──────── Extrait du texte ────────

Comme le dit Jean-Charles Pichon, « il n’importe pas de réussir sa vie, mais de l’accomplir« . Aller du possible vers la durée, en somme, et y mettre « patience et passion« . Que la propre vie de notre ami soit une illustration de cette idée, cela n’est que trop évident. Mais, ignorant tout de sa première oeuvre, sinon le peu qu’il disait dans « Un homme en creux« , je ne laissais pas d’être intrigué par ces titres de romans imprimés au début de ses ouvrages mythiques, comme la mémoire d’une vie antérieure. Ces titres me plaisaient, ils me parlaient par leur force et leur pouvoir évocateur, leur énumération formait en quelque sorte les vers d’un poème – un ensemble cohérent. J’aurais aimé lire ces livres introuvables, mais je me demandais surtout de quelle façon ils participaient de l’accomplissement singulier de leur auteur.
J’étais intrigué par ce passage de la fiction au mythe, et je sentais peut-être confusément que la première avait mené au second, ou bien, pour mieux dire, qu’elle n’était pas sans rapport avec l’oeuvre à venir – malgré le peu de cas que Jean-Charles semblait en faire lui-même.
Et puis Jean-Paul Debenat m’a fait cadeau de « La vie impossible« , le premier des romans. Le hasard avait bien fait les choses. J’aime appréhender les phénomènes dans leur dimension temporelle. Il me plaît de découvrir un auteur en suivant l’ordre même qui s’est imposé à lui dans sa démarche créatrice, les diverses étapes de sa « nécessité intérieure » (Kandinsky). Or j’ai été frappé de constater, en lisant cette « Vie impossible », à quel point j’avais vu juste. J’écrivais donc à Jean-Charles, le 7 janvier 1997: « Au-delà de la tentation, un peu superficielle, d’y voir tel ou tel élément autobiographique, je sens qu’il s’est agi, bien plutôt, d’une vision prémonitoire. J’ignore si le jeune homme que vous étiez se sentait aussi clairement habité par un dieu que Jean Desanges [héros de « La vie impossible »], mais le fait est que vous êtes devenu essentiellement cela, un homme habité par un dieu. Quant à celui-ci, il est intéressant de constater, dans le roman, une certaine ambiguïté, ou plutôt un conflit entre le Christ, l’Amour, et un dieu, d’essence dyonisiaque, que je suis tenté d’assimiler au Verseau; c’est la fusion dans la nature comme dans un absolu, la contemplation des roches et des fleurs, une vie qui ses satisfait d’elle-même. Et cet amour de la nature n’est-il pas une négation de l’Amour? La démonstration de sa non-nécessité? A la fin du roman,, même Solange-Elvire n’est plus nécessaire au jeune homme, qui n’a pas plus besoin d’elle que des autres pour vivre. VIVRE, en effet, voilà l’essentiel. Et ce simple mot de vient le nouveau credo de Jean (…Baptiste Constant?), qui renoue par là avec son enfance amoureuse des choses, du concret, du vivant. Et n’est-ce pas à la fois le credo et le destin de Jean-Charles Pichon, en la dernière page du roman :Vivre longtemps et vivre libre, en marge, de plus en plus, des tyrans? »

────────

__Votre objectif__: Pourriez-vous réécrire le passage du texte sur Jean-Charles Pichon en commençant à « Comme le dit » et en terminant à « de leur auteur. », en remplaçant « titres » par « intitulés » ? La liste ci-dessous forme un matériau à part, indépendant du texte sur Jean-Charles Pichon.

──────── Données fournies ────────

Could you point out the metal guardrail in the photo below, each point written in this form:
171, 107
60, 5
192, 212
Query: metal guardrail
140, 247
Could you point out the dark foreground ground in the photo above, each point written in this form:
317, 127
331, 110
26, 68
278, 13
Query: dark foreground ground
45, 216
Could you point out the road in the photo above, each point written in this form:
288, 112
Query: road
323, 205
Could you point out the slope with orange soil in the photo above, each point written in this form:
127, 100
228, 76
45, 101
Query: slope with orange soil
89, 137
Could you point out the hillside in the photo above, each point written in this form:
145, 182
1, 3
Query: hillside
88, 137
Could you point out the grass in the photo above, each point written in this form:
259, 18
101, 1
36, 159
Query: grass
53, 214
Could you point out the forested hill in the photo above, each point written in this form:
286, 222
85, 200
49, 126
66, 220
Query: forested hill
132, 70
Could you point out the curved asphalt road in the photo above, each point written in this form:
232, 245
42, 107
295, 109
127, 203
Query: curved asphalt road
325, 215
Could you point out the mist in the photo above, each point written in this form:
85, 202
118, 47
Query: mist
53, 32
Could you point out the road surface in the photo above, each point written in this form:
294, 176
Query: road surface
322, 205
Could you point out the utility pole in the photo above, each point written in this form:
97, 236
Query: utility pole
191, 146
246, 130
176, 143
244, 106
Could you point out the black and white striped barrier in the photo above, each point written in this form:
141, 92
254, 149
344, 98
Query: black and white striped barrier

────────

__Réponse complète__:
Comme le dit Jean-Charles Pichon, « il n’importe pas de réussir sa vie, mais de l’accomplir« . Aller du possible vers la durée, en somme, et y mettre « patience et passion« . Que la propre vie de notre ami soit une illustration de cette idée, cela n’est que trop évident. Mais, ignorant tout de sa première oeuvre, sinon le peu qu’il disait dans « Un homme en creux« , je ne laissais pas d’être intrigué par ces intitulés de romans imprimés au début de ses ouvrages mythiques, comme la mémoire d’une vie antérieure. Ces intitulés me plaisaient, ils me parlaient par leur force et leur pouvoir évocateur, leur énumération formait en quelque sorte les vers d’un poème – un ensemble cohérent. J’aurais aimé lire ces livres introuvables, mais je me demandais surtout de quelle façon ils participaient de l’accomplissement singulier de leur auteur.